— Begin DATASET —

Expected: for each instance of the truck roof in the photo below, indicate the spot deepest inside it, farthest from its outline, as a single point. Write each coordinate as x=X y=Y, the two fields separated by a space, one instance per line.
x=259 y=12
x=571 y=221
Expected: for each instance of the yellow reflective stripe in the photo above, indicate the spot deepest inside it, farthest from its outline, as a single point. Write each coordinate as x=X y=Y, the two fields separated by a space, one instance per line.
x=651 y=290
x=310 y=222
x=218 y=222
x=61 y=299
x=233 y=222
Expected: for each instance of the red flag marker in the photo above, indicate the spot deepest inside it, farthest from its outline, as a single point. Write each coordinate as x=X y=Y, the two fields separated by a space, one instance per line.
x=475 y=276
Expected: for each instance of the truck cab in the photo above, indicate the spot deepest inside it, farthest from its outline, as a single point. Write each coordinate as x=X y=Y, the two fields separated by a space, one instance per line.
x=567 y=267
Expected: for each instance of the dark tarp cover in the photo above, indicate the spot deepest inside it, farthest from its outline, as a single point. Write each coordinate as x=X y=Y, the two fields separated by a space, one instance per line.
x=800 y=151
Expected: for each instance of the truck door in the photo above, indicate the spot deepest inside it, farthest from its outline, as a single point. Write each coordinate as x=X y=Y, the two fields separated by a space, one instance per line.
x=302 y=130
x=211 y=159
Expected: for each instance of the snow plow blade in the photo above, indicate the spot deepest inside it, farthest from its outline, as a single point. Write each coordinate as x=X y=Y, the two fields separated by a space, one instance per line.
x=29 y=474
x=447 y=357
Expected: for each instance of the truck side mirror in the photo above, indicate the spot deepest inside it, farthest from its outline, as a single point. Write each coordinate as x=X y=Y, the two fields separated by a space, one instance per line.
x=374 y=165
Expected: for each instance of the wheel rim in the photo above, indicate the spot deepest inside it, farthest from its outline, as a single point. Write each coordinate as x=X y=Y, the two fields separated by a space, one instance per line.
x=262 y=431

— End DATASET —

TASK REQUIREMENTS: Could you reproduce only the rows in the part that opens with the line containing "Expected: for each instance of the truck door" and closes with the line containing "x=374 y=165", keeping every line, requests included, and offsetting each answer's x and y coordinates by +50?

RESPONSE:
Expected: for each instance of the truck door in the photo above, indicate the spot deepest inside it, farthest from its outline, as a single point. Write each coordinate as x=X y=Y, the two fields separated by a space, one instance per line.
x=352 y=180
x=261 y=209
Expected: for each instance of the snow plow blade in the photo above, indicate the spot deepest inside it, farthest from its outline, as a single point. Write each coordinate as x=X y=Y, the two fields separated by a space, one instance per line.
x=79 y=524
x=497 y=407
Expected: for each instance of the truck side mirror in the photo above, indicate the spot deepest inside it, farthest from its outline, as a single point. Write each coordinate as x=X y=Y, the two fields separated by a space, one instance per line.
x=424 y=215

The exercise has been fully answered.